Tested on community & Enterprise, 1.6.5 & 1.6.4.1 - results are all the same.

1) Create a bucket with a memory limit. (We are also setting the port)

2) Have an insert speed of more than ~ 100/sec and fill it.

3) Watch Rome burn.

(This is using the latest spymemcached with vbucket support, but I don't believe that has anything to do with it)

All joking aside, what we're finding is that at any reasonable insert speed (for my test this was around 10k/sec) it would appear that the thread that is supposed to be evicting things based on the high and low water marks has a problem and eventually stops running altogether.

*List of tasks*:
a) Answer these questions from the excerpt:
(i) Which versions were tested?
(ii) What insert speed was used in the writer's test?
(iii) Which client library was used?
b) Decide whether each statement agrees with the excerpt, and quote the words that settle it:
(i) The results differed between the tested versions.
(ii) The writer suspects the client library is behind the problem.
(iii) The eviction thread appears to eventually stop running.

*Dataset content*:
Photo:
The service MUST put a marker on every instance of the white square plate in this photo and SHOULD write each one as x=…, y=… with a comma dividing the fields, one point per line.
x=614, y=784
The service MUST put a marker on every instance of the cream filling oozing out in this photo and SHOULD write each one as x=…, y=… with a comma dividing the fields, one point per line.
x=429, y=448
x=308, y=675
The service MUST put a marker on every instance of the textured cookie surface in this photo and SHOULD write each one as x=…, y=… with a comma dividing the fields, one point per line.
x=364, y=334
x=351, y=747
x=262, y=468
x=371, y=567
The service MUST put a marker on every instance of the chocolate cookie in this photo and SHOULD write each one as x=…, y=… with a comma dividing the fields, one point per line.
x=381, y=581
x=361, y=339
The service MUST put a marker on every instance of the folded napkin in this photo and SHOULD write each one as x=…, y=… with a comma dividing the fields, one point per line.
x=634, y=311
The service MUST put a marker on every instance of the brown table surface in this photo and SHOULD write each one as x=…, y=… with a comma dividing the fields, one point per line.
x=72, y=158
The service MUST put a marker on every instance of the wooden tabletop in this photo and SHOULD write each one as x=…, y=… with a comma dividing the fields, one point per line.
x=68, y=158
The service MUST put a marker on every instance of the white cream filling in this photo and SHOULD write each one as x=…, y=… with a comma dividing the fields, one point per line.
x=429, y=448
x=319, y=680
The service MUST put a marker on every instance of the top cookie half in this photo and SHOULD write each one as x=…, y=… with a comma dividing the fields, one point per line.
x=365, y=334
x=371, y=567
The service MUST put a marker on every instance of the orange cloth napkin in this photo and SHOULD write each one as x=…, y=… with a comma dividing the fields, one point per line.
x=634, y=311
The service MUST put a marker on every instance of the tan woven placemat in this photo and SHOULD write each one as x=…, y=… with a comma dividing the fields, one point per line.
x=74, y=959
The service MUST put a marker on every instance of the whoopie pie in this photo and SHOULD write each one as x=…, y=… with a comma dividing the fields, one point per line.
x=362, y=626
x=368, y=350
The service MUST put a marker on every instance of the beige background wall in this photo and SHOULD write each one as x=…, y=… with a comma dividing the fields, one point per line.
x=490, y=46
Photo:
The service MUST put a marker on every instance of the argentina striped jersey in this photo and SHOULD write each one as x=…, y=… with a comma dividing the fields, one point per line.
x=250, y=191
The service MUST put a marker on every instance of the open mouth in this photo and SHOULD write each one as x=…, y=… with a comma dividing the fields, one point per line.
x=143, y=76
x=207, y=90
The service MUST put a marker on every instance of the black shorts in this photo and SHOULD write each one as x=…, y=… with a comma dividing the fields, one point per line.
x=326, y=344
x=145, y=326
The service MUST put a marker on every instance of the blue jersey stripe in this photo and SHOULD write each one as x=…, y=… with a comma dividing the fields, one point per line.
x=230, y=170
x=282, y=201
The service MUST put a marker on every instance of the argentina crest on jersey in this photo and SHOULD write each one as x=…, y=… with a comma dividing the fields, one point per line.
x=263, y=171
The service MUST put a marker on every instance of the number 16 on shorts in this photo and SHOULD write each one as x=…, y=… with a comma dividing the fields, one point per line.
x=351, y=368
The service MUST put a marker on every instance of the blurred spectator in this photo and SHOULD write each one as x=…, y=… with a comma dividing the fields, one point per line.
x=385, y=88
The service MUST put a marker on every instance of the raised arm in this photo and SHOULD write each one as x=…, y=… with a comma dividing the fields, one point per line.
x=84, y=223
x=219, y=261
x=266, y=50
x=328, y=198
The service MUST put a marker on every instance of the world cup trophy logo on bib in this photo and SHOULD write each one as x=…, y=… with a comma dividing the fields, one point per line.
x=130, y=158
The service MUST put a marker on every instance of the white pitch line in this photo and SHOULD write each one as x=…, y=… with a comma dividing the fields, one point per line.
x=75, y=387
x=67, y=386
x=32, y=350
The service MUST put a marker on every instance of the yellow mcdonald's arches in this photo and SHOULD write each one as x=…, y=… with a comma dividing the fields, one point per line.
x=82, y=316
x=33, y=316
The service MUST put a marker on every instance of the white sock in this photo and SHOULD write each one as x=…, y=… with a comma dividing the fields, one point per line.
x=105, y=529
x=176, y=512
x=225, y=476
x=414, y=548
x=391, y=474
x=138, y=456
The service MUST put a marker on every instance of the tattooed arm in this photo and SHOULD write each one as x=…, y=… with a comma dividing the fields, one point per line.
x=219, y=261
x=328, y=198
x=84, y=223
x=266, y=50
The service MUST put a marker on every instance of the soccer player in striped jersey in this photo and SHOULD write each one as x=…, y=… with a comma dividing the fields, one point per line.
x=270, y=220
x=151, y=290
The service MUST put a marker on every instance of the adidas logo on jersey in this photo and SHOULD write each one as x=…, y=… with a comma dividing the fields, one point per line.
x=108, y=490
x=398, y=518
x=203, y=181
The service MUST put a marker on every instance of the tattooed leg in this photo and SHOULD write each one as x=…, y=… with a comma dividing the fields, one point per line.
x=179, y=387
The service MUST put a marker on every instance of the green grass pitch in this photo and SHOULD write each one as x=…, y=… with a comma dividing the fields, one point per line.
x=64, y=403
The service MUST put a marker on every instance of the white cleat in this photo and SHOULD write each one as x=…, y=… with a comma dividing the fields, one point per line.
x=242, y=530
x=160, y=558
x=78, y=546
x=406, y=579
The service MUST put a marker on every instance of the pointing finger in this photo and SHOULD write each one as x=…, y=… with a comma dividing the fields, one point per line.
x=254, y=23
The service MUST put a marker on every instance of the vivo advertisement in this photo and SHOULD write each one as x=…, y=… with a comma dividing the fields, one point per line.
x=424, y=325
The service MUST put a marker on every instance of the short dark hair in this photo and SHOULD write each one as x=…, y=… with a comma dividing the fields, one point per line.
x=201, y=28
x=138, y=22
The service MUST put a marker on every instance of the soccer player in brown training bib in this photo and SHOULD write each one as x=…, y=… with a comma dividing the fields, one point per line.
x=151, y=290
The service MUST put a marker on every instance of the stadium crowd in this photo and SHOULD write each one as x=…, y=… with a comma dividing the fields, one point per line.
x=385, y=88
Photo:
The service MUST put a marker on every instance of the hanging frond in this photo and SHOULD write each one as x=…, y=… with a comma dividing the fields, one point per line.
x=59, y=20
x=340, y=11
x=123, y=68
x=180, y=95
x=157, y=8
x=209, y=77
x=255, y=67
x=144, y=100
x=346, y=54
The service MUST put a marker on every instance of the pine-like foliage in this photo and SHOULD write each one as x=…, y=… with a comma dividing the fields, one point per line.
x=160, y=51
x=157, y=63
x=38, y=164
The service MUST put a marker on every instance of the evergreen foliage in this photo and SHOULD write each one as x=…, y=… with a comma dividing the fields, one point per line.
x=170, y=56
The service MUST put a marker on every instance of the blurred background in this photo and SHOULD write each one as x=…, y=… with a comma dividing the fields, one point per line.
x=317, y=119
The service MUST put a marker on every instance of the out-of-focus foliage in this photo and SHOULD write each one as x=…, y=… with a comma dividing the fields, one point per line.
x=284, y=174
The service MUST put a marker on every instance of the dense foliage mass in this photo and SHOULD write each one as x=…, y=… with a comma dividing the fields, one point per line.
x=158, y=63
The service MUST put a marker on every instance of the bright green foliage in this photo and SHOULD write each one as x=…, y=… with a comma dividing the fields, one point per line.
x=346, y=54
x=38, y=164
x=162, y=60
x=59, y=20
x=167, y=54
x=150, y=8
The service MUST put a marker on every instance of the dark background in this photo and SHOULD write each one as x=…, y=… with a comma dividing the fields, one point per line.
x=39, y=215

*Final results*:
a)
(i) Versions 1.6.5 and 1.6.4.1, on both community and Enterprise.
(ii) Around 10k/sec.
(iii) The latest spymemcached with vbucket support.

b)
(i) No: "results are all the same."
(ii) No: "but I don't believe that has anything to do with it"
(iii) Yes: "has a problem and eventually stops running altogether."